━━━━━ DATA SUPPLIED ━━━━━
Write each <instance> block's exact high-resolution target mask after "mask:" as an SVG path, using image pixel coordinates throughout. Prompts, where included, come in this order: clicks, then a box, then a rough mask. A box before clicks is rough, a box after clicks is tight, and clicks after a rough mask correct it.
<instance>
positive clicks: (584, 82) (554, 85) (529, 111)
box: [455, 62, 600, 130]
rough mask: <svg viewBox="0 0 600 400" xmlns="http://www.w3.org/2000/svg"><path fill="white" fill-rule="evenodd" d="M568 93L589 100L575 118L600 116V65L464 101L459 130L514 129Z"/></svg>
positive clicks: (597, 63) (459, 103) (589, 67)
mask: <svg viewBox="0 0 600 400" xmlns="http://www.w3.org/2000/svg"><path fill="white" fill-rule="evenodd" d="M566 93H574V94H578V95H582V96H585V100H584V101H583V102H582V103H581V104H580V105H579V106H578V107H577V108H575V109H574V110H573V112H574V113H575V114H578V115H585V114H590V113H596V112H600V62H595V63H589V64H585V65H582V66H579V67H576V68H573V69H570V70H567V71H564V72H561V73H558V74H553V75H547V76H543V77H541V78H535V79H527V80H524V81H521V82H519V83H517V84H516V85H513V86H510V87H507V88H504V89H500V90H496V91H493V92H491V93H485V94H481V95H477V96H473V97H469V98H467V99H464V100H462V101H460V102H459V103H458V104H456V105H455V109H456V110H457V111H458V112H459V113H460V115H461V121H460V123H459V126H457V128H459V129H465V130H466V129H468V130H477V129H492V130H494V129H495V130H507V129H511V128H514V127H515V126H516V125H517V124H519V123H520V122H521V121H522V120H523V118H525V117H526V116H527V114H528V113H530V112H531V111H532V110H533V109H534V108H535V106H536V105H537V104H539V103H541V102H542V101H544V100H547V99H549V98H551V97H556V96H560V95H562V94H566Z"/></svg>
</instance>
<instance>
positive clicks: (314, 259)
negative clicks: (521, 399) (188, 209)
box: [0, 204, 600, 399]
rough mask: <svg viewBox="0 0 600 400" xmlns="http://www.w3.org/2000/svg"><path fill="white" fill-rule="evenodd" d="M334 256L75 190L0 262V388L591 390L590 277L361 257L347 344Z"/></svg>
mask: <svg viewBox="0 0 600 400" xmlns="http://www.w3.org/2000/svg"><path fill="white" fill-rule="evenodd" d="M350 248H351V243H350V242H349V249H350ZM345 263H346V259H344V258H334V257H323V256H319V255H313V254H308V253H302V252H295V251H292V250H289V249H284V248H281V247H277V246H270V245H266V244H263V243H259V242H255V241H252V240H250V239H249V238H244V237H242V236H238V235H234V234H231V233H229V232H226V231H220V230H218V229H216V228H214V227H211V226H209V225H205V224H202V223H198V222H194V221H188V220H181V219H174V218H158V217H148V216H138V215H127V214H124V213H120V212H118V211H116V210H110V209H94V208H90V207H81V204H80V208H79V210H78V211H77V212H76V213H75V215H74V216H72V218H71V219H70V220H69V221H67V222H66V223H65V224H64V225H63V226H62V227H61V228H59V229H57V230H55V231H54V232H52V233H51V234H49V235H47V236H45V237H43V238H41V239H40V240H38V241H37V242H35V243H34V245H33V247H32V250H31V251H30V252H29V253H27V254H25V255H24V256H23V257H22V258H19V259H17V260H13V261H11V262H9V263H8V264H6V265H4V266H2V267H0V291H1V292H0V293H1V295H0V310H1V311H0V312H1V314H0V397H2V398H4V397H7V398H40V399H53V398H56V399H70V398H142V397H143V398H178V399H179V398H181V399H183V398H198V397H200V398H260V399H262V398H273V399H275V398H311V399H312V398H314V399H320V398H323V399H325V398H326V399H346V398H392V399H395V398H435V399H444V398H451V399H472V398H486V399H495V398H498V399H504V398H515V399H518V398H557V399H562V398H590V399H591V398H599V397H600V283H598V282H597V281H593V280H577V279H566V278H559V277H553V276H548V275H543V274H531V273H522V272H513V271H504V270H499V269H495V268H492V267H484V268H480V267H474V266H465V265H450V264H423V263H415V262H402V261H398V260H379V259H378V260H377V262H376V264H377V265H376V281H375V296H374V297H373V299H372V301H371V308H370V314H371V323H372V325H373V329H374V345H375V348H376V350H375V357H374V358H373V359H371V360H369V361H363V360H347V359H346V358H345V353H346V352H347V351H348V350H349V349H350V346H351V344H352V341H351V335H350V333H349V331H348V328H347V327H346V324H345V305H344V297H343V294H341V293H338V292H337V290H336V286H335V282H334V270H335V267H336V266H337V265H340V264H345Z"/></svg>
━━━━━
▶ WHAT YOU WILL DO: Please copy all of the entries above line for line, with no changes.

▶ RESPONSE FOR THIS EXERCISE:
Write each <instance> block's exact high-resolution target mask after "mask:" as an SVG path, using image pixel coordinates throughout. Prompts, where included, come in this order: clicks, then a box, then a rough mask. A box before clicks is rough, a box after clicks is tight, and clicks after a rough mask correct it.
<instance>
positive clicks: (584, 82) (554, 85) (529, 111)
box: [455, 62, 600, 130]
rough mask: <svg viewBox="0 0 600 400" xmlns="http://www.w3.org/2000/svg"><path fill="white" fill-rule="evenodd" d="M568 93L589 100L575 118L600 116V65L464 101L459 130L514 129Z"/></svg>
positive clicks: (597, 63) (459, 103) (589, 67)
mask: <svg viewBox="0 0 600 400" xmlns="http://www.w3.org/2000/svg"><path fill="white" fill-rule="evenodd" d="M566 93H574V94H578V95H582V96H585V100H584V101H583V102H582V103H581V104H580V105H579V106H578V107H577V108H575V109H574V110H573V112H574V113H575V114H578V115H585V114H590V113H596V112H600V62H595V63H589V64H585V65H582V66H579V67H576V68H573V69H570V70H567V71H564V72H561V73H558V74H553V75H547V76H543V77H541V78H535V79H527V80H524V81H521V82H519V83H517V84H516V85H513V86H510V87H507V88H504V89H500V90H496V91H493V92H491V93H485V94H481V95H477V96H473V97H469V98H467V99H464V100H462V101H460V102H459V103H458V104H456V105H455V109H456V110H457V111H458V112H459V113H460V115H461V121H460V123H459V126H457V128H459V129H465V130H466V129H468V130H477V129H492V130H494V129H495V130H507V129H511V128H514V127H515V126H516V125H517V124H519V123H520V122H521V121H522V120H523V118H525V117H526V116H527V114H528V113H530V112H531V111H532V110H533V109H534V108H535V106H536V105H537V104H539V103H541V102H542V101H544V100H547V99H549V98H551V97H556V96H560V95H562V94H566Z"/></svg>
</instance>
<instance>
positive clicks: (314, 259)
negative clicks: (521, 399) (188, 209)
box: [0, 204, 600, 399]
rough mask: <svg viewBox="0 0 600 400" xmlns="http://www.w3.org/2000/svg"><path fill="white" fill-rule="evenodd" d="M334 256L75 190L0 262V388L591 390L590 277L361 257L347 344Z"/></svg>
mask: <svg viewBox="0 0 600 400" xmlns="http://www.w3.org/2000/svg"><path fill="white" fill-rule="evenodd" d="M350 248H351V243H350V242H349V249H350ZM345 263H346V259H344V258H334V257H323V256H319V255H313V254H308V253H302V252H295V251H292V250H289V249H284V248H281V247H277V246H270V245H266V244H263V243H259V242H255V241H252V240H250V239H249V238H244V237H242V236H238V235H234V234H231V233H229V232H226V231H220V230H218V229H216V228H214V227H211V226H209V225H205V224H202V223H198V222H194V221H188V220H181V219H174V218H158V217H148V216H138V215H127V214H124V213H120V212H118V211H116V210H110V209H94V208H90V207H81V204H80V208H79V210H78V211H77V212H76V213H75V215H74V216H72V218H71V219H70V220H69V221H67V222H66V223H65V224H64V225H63V226H62V227H61V228H59V229H57V230H55V231H54V232H52V233H51V234H49V235H47V236H45V237H43V238H41V239H40V240H38V241H37V242H35V243H34V245H33V247H32V250H31V251H30V252H29V253H27V254H25V255H24V256H23V257H22V258H19V259H17V260H13V261H11V262H9V263H8V264H6V265H4V266H2V267H0V291H1V292H0V293H1V295H0V310H1V311H0V312H1V314H0V397H2V398H4V397H7V398H40V399H53V398H56V399H70V398H142V397H143V398H178V399H179V398H181V399H183V398H198V397H200V398H260V399H262V398H273V399H275V398H311V399H312V398H314V399H320V398H323V399H325V398H326V399H346V398H392V399H395V398H435V399H444V398H451V399H472V398H486V399H495V398H498V399H504V398H515V399H518V398H557V399H562V398H590V399H591V398H599V397H600V283H598V282H597V281H593V280H577V279H566V278H559V277H553V276H548V275H543V274H531V273H522V272H513V271H504V270H499V269H495V268H492V267H484V268H480V267H474V266H465V265H450V264H423V263H415V262H402V261H398V260H379V259H378V260H377V262H376V264H377V265H376V281H375V296H374V297H373V299H372V301H371V308H370V314H371V323H372V325H373V329H374V345H375V348H376V350H375V357H374V358H373V359H371V360H369V361H363V360H347V359H346V358H345V353H346V352H347V351H348V350H349V349H350V346H351V344H352V341H351V335H350V333H349V331H348V328H347V327H346V324H345V305H344V297H343V294H341V293H338V292H337V290H336V286H335V282H334V270H335V267H336V266H337V265H340V264H345Z"/></svg>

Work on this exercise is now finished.